-- Exercise requirements --
All records, exactly as written, minus the pictures: copy them out.

-- Input for this task --
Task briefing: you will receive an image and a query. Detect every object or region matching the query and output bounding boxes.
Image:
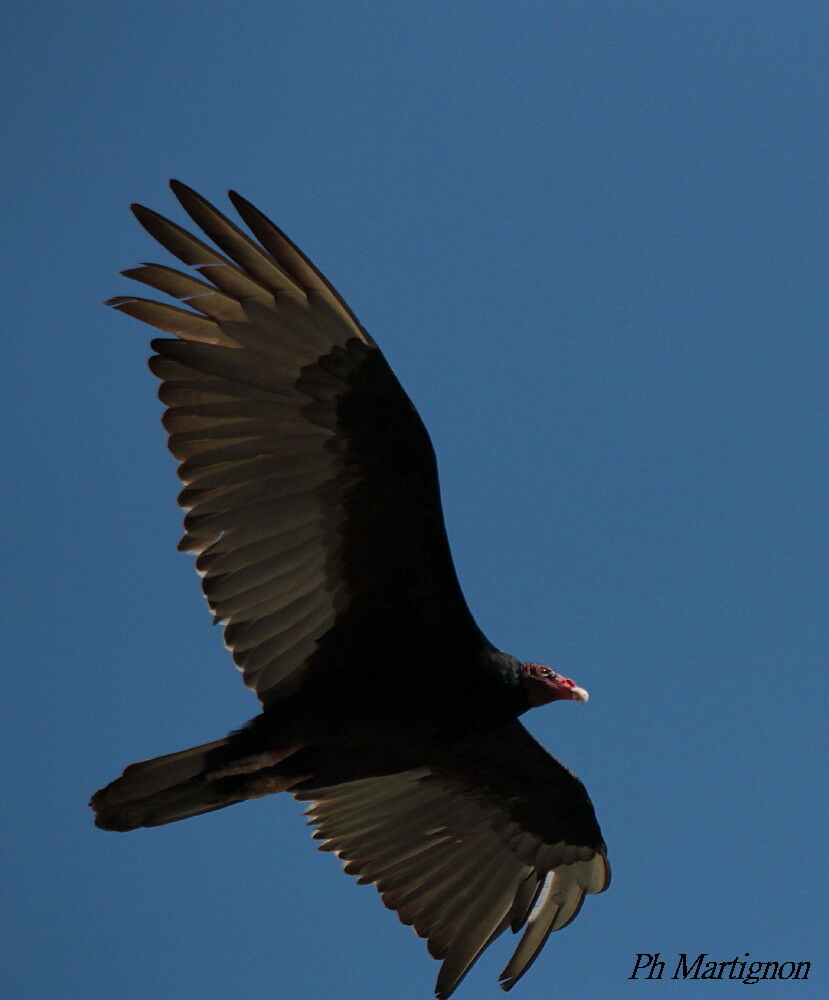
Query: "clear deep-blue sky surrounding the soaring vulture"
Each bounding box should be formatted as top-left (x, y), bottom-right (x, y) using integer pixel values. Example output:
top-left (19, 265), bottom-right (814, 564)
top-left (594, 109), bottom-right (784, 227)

-- Answer for this exercise --
Task briefing: you will receive an image and a query. Detect every object or region matching the query and output bounding boxes.
Image:
Query: "clear deep-blue sky surrounding the soaring vulture"
Each bounding box should be formatted as top-left (x, y), bottom-right (x, y) using integer pixel values. Example output:
top-left (19, 265), bottom-right (814, 564)
top-left (594, 109), bottom-right (784, 227)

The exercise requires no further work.